— START OF RECORDS FOR THIS TASK —

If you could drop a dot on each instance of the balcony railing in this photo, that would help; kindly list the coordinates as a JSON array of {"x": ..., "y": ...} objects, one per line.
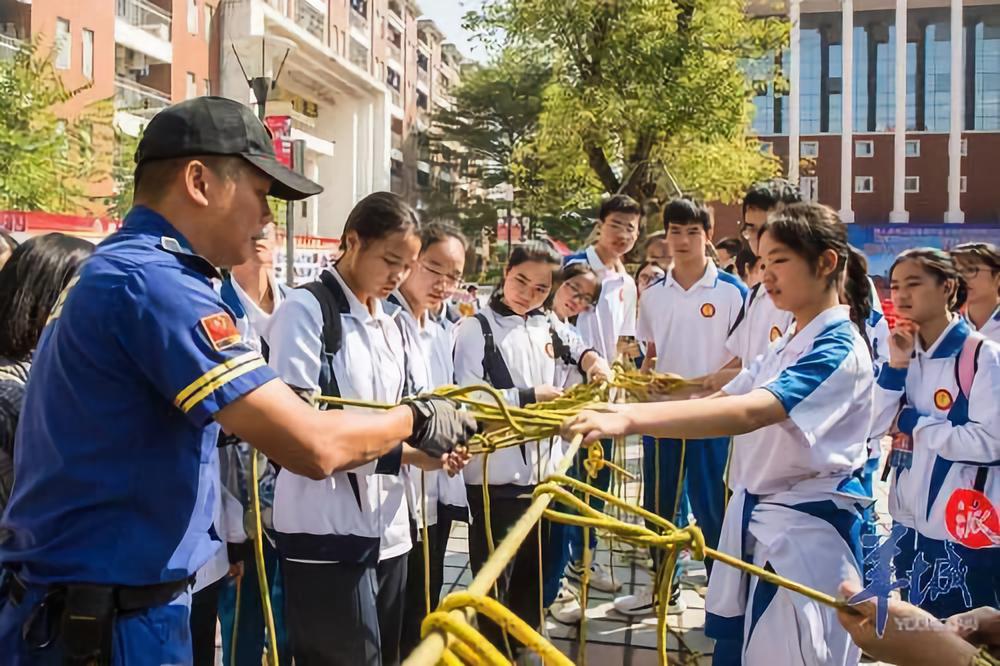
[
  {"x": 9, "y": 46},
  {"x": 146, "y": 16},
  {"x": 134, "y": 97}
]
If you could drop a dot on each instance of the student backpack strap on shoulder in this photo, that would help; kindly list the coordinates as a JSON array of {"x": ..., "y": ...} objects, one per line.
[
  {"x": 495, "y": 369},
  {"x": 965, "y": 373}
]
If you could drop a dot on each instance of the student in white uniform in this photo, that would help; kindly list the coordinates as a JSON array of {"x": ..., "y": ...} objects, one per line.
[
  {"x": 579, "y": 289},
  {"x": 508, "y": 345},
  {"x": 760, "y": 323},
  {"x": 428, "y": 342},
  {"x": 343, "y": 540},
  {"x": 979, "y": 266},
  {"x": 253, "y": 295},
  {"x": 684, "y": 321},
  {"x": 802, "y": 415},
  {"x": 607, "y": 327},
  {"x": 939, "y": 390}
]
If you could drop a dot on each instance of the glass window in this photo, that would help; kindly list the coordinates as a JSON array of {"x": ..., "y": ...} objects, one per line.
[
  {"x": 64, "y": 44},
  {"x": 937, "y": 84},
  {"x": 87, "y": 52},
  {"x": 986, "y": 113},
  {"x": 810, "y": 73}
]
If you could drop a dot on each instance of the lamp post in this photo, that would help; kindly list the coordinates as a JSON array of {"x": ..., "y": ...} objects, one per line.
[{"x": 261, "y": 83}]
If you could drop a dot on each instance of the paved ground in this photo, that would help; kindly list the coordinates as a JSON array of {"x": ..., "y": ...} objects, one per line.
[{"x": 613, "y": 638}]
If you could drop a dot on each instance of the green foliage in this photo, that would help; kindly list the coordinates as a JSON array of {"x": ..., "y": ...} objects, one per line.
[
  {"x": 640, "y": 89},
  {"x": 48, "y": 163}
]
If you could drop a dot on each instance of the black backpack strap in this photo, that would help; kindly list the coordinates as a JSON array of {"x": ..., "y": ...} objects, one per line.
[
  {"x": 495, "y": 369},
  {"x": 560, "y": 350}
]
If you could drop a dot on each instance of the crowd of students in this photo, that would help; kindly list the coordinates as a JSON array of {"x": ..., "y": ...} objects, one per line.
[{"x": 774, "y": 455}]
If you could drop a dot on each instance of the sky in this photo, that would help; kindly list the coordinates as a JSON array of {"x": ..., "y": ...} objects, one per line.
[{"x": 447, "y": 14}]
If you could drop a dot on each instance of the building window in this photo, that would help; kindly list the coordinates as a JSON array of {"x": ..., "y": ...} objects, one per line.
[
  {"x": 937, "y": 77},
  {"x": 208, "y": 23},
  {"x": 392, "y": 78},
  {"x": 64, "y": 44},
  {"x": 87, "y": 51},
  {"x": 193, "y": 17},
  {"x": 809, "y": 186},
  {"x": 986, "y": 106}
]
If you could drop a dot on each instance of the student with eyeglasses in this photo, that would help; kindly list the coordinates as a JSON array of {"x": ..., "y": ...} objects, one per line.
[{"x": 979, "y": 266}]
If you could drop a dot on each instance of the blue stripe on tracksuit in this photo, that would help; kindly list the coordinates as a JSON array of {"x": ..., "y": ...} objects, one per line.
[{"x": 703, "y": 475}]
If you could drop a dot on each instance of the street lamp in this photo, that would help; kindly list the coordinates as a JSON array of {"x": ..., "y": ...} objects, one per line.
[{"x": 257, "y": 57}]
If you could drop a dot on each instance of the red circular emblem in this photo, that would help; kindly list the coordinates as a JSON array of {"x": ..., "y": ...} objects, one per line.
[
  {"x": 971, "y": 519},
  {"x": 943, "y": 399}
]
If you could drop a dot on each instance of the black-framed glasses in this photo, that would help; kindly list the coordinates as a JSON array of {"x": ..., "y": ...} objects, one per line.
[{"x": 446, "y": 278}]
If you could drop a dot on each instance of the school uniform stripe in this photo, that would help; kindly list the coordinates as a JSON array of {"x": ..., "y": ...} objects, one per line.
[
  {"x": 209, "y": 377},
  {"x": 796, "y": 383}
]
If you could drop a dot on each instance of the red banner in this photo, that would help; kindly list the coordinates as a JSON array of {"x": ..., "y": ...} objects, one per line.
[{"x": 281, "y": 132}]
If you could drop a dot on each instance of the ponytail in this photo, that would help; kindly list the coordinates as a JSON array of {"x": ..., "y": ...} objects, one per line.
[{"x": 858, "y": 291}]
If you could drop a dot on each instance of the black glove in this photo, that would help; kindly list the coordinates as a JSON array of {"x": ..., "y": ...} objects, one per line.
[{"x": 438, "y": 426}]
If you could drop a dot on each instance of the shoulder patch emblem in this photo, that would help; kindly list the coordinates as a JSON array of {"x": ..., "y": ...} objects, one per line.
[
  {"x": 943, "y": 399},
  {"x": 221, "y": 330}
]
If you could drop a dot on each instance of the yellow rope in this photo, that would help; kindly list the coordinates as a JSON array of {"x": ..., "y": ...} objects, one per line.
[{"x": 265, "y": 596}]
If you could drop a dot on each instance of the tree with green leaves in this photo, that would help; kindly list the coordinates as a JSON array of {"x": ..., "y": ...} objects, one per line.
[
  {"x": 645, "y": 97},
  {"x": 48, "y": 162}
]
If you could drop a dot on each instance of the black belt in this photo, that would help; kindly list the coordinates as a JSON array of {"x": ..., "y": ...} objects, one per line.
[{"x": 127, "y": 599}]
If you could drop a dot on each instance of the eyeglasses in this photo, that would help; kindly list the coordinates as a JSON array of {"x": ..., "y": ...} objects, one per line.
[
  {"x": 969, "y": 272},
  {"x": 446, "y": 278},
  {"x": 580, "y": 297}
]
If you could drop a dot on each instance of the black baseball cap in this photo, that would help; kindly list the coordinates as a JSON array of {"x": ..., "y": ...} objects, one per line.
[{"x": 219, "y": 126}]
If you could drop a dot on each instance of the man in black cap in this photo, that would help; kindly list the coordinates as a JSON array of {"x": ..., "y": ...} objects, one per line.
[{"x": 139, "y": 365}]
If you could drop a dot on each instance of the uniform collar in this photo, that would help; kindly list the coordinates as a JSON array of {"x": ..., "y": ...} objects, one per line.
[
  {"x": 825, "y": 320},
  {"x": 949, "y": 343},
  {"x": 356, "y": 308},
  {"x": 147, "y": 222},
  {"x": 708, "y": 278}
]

— END OF RECORDS FOR THIS TASK —
— START OF RECORDS FOR THIS TASK —

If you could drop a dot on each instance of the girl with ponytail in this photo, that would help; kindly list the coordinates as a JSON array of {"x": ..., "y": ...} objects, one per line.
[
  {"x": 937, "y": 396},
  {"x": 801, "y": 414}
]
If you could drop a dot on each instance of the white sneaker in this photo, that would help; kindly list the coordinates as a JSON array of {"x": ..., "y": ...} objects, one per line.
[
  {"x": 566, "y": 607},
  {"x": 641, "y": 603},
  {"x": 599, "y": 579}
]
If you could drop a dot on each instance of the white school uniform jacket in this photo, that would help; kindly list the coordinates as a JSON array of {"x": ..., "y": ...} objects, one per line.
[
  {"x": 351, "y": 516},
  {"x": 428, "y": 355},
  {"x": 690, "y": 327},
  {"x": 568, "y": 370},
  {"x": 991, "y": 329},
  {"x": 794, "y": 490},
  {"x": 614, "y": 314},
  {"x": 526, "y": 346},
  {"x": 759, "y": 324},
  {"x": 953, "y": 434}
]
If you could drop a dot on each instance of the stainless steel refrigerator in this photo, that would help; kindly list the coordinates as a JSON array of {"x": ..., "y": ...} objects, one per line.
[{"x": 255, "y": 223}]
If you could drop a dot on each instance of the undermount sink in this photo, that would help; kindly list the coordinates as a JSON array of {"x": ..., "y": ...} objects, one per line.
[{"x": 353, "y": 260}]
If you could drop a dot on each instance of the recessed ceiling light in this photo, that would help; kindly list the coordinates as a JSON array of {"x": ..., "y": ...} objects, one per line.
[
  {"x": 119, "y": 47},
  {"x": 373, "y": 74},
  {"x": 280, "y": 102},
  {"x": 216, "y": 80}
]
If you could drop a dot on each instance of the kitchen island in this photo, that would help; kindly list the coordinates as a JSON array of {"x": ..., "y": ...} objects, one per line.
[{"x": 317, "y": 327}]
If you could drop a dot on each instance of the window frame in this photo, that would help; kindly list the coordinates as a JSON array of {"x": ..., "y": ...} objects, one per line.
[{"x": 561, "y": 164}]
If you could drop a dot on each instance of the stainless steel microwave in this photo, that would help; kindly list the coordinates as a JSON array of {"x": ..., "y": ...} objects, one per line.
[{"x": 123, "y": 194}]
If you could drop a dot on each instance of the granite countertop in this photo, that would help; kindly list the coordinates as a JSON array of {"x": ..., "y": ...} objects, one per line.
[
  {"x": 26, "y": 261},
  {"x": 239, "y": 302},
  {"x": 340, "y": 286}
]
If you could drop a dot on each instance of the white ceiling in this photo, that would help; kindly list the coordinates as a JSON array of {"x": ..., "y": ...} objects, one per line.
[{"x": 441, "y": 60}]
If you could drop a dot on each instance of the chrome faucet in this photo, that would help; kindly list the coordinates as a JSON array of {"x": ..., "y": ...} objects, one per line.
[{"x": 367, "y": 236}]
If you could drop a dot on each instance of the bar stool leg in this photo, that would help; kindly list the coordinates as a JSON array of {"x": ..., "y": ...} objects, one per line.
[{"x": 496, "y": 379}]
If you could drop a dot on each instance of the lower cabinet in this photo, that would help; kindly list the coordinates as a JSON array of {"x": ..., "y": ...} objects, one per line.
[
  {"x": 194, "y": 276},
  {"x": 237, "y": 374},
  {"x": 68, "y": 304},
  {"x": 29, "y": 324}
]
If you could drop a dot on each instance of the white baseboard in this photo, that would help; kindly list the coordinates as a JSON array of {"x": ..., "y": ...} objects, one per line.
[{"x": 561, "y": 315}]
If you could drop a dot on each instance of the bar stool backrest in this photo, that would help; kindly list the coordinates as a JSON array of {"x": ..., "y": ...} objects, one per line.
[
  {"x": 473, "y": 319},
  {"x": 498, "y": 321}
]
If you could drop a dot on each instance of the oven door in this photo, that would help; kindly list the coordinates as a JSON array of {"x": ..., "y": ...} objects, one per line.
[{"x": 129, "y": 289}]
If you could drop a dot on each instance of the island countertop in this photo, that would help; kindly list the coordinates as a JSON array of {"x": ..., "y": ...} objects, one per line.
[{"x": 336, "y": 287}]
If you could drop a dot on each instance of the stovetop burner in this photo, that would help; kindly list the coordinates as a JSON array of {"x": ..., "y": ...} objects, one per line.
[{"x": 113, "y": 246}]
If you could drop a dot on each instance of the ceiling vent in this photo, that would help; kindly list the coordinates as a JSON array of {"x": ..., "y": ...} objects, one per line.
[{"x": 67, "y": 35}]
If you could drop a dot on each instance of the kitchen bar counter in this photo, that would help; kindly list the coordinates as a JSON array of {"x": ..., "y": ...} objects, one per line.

— END OF RECORDS FOR THIS TASK —

DIRECTIONS FOR THIS TASK. Count the lines in the data above that contain the string "eyeglasses". Give only the number.

RESPONSE FOR THIS EXERCISE. 2